== EXCERPTED TEXT

Catholic cathedral in Alaska, US

Cathedral of Our Lady of Guadalupe of the Catholic Church is located in Anchorage, Alaska, United States. It is the cathedral and a parish church of the Archdiocese of Anchorage–Juneau. Our Lady of Guadalupe is the seat of the archbishop along with the Co-Cathedral of the Nativity of the Blessed Virgin Mary, in Juneau. From 2014 to 2020 Our Lady of Guadalupe was the co-cathedral of the Archdiocese of Anchorage.

==History==
Our Lady of Guadalupe parish was established in the 1970s. The congregation originally met in a Methodist church until they could afford to build a multi-purpose building that included worship space. The present church was designed by Architects Alaska in the Spanish Mission Revival style and completed in 2005.

Because of growth in the archdiocese and the limitations of its downtown location, it was decided that Holy Family Cathedral was no longer a practical location for many liturgical functions of the archdiocese. Archbishop Roger Schwietz, OMI petitioned the Holy See in 2013 to have Our Lady of Guadalupe Church named a co-cathedral and Holy Family maintained as the historic cathedral. In October 2014 the petition was approved. On the feast of Our Lady of Guadalupe, December 12, 2014, the parish church was elevated to a cathedral. Archbishop Schwietz presided at the liturgy that was also attended by Archbishop Carlo Maria Viganò, the Apostolic Nuncio to the United States, Archbishop Emeritus Francis Hurley, and Bishops Edward J. Burns of Juneau and Chad Zielinski of Fairbanks. The cathedra installed in the church was the chair used by Pope John Paul II when he celebrated Mass in Anchorage in 1981. A new metropolitan cross, carved from a linden tree, was created for the co-cathedral at the time of its elevation.

In 2020, Pope Francis canonically suppressed the Archdiocese of Anchorage and the Diocese of Juneau and erected the new Archdiocese of Anchorage-Juneau with their combined territory. In a liturgy on September 17, 2020, inaugurating the new archdiocese, the Apostolic Nuncio to the United States read the Papal bull, which designated Our Lady of Guadalupe as its cathedral and the Nativity of the Blessed Virgin Mary in Juneau as its co-cathedral.

====

** WORK INSTRUCTIONS **
A. In the text on the Anchorage cathedral, what architectural style was used for the present church?
B. Return the passage of the text on the Anchorage cathedral from "Catholic cathedral in" up to and including "completed in 2005.", copied verbatim.

== SUPPLIED RECORDS

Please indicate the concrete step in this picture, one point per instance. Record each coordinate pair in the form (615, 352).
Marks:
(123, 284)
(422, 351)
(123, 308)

====

** TASK RESULTS **
A. Spanish Mission Revival

B.
Catholic cathedral in Alaska, US

Cathedral of Our Lady of Guadalupe of the Catholic Church is located in Anchorage, Alaska, United States. It is the cathedral and a parish church of the Archdiocese of Anchorage–Juneau. Our Lady of Guadalupe is the seat of the archbishop along with the Co-Cathedral of the Nativity of the Blessed Virgin Mary, in Juneau. From 2014 to 2020 Our Lady of Guadalupe was the co-cathedral of the Archdiocese of Anchorage.

==History==
Our Lady of Guadalupe parish was established in the 1970s. The congregation originally met in a Methodist church until they could afford to build a multi-purpose building that included worship space. The present church was designed by Architects Alaska in the Spanish Mission Revival style and completed in 2005.